#### Provided records ####

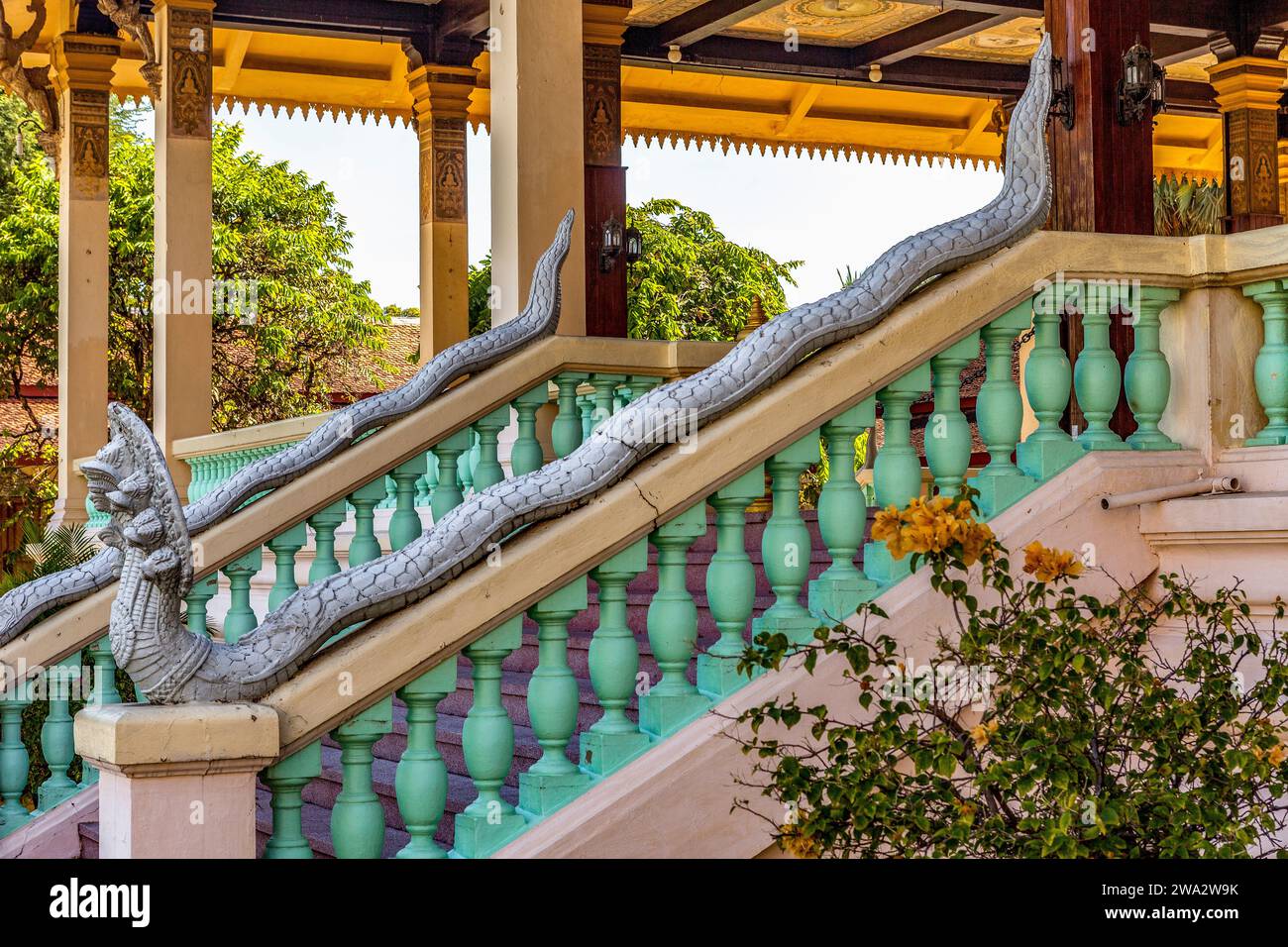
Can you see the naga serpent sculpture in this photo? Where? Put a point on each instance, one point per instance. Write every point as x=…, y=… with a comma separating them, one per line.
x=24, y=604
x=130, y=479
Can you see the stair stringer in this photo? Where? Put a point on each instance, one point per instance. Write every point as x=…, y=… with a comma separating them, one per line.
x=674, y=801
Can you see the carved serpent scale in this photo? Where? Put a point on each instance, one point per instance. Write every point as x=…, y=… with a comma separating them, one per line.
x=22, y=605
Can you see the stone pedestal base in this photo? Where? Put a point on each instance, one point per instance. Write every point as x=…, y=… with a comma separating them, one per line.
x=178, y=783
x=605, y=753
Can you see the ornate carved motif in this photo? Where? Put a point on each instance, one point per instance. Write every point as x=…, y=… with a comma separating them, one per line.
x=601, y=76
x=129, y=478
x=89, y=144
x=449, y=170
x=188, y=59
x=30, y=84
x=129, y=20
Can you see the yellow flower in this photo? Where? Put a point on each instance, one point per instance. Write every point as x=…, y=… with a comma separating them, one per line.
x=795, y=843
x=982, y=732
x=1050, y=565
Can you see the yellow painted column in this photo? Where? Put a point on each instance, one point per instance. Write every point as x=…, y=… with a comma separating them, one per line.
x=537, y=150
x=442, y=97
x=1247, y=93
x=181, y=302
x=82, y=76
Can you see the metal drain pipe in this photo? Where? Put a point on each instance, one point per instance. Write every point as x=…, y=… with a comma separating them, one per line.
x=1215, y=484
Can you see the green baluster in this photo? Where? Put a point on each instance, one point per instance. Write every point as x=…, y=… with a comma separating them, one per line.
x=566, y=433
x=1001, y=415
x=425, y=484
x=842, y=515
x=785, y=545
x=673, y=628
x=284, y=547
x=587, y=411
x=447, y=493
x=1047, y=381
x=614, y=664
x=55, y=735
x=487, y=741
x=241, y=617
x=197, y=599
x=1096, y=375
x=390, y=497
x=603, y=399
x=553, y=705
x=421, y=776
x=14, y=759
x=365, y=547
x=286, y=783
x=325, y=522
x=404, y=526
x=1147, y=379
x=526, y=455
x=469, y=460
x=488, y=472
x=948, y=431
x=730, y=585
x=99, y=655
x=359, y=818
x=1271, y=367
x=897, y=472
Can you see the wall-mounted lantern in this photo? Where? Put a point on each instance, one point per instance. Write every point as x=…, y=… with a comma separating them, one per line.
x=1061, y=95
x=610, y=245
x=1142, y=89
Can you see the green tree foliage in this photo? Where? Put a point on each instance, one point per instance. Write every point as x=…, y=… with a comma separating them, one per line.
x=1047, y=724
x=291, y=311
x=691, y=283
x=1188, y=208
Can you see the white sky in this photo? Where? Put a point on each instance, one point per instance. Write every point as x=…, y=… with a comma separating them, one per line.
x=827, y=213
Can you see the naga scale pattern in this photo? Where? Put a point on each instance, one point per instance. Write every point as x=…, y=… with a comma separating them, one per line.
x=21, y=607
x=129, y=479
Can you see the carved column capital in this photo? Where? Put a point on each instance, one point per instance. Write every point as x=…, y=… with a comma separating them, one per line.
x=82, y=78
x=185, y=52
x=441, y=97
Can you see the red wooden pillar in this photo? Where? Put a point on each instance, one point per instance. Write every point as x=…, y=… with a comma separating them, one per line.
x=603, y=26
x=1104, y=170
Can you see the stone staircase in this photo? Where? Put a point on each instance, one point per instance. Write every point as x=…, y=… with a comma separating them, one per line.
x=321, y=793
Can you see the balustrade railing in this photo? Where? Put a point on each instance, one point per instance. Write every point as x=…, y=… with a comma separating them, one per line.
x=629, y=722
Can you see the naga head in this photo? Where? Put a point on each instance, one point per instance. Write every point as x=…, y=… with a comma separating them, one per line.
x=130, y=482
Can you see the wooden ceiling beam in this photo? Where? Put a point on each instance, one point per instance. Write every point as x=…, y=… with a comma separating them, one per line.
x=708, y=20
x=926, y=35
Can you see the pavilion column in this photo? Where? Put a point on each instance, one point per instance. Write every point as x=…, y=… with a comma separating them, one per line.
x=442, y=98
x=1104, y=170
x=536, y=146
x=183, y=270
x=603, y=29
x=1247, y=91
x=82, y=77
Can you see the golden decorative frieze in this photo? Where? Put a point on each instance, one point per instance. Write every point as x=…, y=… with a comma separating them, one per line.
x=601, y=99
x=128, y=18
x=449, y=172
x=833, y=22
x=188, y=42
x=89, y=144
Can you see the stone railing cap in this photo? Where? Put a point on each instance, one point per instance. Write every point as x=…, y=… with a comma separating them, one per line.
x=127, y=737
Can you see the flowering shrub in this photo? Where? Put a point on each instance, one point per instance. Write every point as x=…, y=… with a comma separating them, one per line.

####
#### Provided records ####

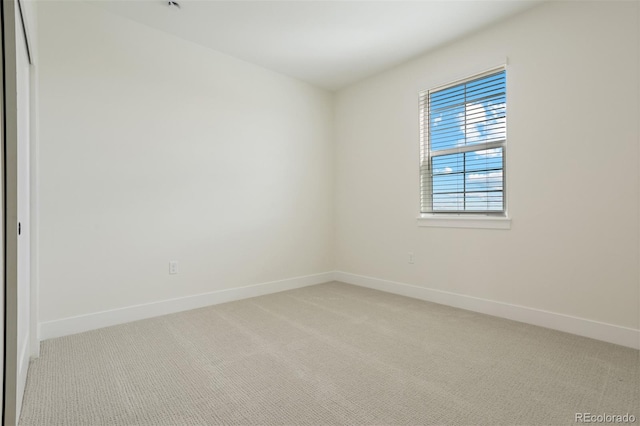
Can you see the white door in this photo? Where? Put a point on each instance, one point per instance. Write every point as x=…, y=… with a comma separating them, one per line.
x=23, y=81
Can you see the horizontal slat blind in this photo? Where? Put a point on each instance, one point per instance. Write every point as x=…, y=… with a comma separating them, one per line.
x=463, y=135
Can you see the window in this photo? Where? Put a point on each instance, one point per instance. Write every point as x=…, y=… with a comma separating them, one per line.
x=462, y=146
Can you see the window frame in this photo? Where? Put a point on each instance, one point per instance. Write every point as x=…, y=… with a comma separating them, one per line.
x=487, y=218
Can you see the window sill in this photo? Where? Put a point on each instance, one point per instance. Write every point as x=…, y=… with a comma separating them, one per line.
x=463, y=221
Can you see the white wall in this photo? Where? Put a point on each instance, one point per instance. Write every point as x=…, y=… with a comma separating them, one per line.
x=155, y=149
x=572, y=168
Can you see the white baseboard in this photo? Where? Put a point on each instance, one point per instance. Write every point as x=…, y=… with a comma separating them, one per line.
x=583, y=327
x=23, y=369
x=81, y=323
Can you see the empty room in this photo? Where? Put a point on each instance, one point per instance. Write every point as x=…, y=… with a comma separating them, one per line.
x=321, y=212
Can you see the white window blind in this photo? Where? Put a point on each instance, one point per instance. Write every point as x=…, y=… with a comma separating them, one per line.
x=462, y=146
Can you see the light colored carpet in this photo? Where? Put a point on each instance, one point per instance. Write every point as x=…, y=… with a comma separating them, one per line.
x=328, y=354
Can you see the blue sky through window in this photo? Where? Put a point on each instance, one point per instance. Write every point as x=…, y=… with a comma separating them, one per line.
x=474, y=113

####

▶ _Your goal_
Return the lines between the one holding "Can you see the white wall" and the one holding "x=474, y=113", inclusive, with no changes.

▶ _In response_
Can you see the white wall in this photo? Where? Put a point on each instance, one point per instance. Write every point as x=…, y=… with a comma separating them, one per line.
x=155, y=149
x=572, y=168
Can you see the white baseboard in this photo? Where? Put a point on each instance, one point per instance. Write every point as x=…, y=… with a comma separating them, one per line.
x=583, y=327
x=23, y=369
x=81, y=323
Can you see the empty room in this photo? Where? Put a point on each instance, one point per instance. Write every point as x=…, y=… with a comma separating them, one per line.
x=321, y=212
Can you see the white window blind in this photo? Where? Put a point on each instance, one point per instance. Write every point as x=…, y=… with a comma separating them, one per line.
x=462, y=146
Can you see the light colored carpet in this photo? Where? Put a point on each instance, one point per instance. Write every point as x=…, y=… with a comma separating them, one per line.
x=328, y=354
Can you see the blue sky through window in this photo? Where? Put a point on each instance, one point per instance. Write every point as x=…, y=… with a comma separating them, one per line.
x=474, y=113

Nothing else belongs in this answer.